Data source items
______________________________
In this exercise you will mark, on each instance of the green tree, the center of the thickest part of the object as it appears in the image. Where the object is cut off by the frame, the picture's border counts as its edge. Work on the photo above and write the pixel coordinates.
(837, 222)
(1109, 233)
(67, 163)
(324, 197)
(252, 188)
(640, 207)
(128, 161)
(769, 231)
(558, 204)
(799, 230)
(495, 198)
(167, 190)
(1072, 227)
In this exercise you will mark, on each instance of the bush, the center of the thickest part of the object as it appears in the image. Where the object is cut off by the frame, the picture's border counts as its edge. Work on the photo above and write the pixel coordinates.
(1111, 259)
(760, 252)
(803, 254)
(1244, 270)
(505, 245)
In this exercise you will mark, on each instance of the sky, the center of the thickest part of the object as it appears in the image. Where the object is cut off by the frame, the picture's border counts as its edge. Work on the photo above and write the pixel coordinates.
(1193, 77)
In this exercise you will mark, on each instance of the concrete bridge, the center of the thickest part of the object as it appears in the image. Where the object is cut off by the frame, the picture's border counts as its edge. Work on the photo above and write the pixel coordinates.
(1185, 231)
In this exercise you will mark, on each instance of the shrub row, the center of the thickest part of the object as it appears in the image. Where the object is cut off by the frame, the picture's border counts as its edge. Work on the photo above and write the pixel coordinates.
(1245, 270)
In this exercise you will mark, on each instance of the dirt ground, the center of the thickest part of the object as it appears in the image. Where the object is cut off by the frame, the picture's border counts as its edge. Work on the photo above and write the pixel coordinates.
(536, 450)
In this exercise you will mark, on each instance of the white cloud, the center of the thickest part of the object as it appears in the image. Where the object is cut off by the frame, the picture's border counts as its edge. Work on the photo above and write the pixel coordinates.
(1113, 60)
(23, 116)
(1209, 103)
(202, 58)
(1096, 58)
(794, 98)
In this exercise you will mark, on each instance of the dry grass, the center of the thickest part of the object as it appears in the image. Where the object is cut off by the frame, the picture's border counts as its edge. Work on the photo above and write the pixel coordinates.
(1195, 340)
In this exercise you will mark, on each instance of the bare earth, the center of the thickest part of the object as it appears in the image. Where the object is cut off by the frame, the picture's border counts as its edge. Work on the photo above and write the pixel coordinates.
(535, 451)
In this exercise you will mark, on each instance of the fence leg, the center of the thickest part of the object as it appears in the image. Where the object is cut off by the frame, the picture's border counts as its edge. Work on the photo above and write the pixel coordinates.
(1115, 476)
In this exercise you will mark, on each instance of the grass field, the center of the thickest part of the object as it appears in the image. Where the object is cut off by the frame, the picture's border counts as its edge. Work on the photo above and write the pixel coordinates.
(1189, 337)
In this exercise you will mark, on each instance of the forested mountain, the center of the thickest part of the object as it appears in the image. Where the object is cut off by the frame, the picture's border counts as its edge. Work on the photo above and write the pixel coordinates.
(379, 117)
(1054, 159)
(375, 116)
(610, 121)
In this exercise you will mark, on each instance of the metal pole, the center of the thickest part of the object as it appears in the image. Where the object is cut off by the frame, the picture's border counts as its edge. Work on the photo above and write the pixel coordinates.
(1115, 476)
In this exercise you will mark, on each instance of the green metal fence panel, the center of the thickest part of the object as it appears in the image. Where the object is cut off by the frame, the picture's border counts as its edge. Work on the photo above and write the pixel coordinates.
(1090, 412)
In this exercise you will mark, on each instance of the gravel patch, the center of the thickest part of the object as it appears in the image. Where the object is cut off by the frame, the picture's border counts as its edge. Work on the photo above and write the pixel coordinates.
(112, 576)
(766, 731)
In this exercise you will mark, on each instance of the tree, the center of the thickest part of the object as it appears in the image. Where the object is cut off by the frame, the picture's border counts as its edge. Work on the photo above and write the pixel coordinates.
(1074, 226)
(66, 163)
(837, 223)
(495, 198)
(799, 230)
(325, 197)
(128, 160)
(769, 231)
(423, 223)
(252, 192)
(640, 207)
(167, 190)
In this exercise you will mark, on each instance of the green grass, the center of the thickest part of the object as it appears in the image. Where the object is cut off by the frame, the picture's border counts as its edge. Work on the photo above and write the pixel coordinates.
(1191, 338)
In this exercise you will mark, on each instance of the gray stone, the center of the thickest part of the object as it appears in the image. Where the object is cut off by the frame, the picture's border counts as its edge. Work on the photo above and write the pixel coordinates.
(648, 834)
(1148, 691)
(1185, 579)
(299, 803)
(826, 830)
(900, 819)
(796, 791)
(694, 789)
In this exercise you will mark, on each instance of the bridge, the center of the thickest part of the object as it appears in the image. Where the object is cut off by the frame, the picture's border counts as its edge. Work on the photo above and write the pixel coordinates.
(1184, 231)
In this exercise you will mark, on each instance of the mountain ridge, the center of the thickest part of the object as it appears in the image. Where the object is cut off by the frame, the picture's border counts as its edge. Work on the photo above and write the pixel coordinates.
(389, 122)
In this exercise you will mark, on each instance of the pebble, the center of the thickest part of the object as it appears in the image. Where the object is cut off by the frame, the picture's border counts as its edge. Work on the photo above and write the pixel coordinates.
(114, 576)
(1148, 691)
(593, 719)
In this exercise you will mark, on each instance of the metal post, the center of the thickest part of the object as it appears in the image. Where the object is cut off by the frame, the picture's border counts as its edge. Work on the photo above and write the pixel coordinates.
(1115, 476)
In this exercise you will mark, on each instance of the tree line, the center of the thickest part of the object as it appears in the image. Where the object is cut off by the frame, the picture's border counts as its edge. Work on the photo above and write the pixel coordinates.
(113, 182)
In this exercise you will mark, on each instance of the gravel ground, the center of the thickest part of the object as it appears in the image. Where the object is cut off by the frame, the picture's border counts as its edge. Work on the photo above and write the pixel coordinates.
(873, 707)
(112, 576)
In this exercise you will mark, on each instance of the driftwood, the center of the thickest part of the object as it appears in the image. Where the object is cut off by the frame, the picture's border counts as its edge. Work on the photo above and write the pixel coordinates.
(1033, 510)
______________________________
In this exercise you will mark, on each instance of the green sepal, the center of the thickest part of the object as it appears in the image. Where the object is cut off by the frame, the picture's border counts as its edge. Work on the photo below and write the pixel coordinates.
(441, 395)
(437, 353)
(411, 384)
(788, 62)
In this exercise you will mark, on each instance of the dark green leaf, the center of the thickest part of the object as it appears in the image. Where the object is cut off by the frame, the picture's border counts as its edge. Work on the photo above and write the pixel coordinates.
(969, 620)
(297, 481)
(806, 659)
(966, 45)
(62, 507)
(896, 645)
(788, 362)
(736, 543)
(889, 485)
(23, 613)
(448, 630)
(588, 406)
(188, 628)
______________________________
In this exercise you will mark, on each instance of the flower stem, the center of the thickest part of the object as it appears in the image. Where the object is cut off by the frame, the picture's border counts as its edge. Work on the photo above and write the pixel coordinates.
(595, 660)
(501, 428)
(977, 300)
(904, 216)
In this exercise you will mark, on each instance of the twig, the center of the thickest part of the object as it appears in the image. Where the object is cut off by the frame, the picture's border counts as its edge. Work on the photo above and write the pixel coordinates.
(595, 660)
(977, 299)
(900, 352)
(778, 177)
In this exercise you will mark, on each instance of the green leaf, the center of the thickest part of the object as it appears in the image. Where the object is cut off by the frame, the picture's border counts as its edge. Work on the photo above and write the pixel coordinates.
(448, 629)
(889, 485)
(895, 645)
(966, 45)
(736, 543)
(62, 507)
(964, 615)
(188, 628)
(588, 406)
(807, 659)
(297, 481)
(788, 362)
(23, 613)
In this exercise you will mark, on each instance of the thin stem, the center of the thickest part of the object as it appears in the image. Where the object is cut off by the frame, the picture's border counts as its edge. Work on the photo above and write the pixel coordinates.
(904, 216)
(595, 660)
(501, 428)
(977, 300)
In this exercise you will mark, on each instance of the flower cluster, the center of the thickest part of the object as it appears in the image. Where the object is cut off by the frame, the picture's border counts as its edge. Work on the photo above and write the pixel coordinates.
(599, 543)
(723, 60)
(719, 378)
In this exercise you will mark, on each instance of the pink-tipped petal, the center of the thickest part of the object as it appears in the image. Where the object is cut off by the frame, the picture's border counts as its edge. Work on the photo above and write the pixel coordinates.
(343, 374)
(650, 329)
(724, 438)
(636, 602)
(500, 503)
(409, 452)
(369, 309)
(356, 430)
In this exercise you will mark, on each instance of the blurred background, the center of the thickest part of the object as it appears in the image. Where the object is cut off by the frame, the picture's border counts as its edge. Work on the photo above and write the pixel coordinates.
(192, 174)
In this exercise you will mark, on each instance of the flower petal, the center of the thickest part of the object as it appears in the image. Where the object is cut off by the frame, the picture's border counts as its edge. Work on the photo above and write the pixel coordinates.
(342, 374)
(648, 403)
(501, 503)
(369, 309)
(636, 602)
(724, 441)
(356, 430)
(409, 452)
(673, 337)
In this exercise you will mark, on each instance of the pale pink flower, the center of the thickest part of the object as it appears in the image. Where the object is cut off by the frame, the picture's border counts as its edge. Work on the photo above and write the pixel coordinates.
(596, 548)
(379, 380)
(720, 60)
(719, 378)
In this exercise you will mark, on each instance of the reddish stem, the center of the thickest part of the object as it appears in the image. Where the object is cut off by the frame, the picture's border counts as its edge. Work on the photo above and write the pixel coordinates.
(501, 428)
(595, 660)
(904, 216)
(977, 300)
______________________________
Please output the lines of the data above, from the line with "of the gray" to the line with "(1184, 231)", inclusive, as a numbered list without blank lines.

1. In this exercise you will mark, on each instance of the gray stone, the center of the thickest part of the object as it appears in the image. Where the object is cut off by the frame, the picture's border counts as its edge. Work on the photo above and write the pixel coordinates.
2. (648, 834)
3. (1148, 691)
4. (1185, 579)
5. (299, 803)
6. (826, 830)
7. (900, 819)
8. (796, 791)
9. (694, 789)
10. In this exercise you will mark, on each instance of the bridge, the center of the thickest part of the object as it appears in the image. Where the object is cut off by the frame, the picture's border counts as its edge. Work on the photo above and write the pixel coordinates.
11. (1184, 231)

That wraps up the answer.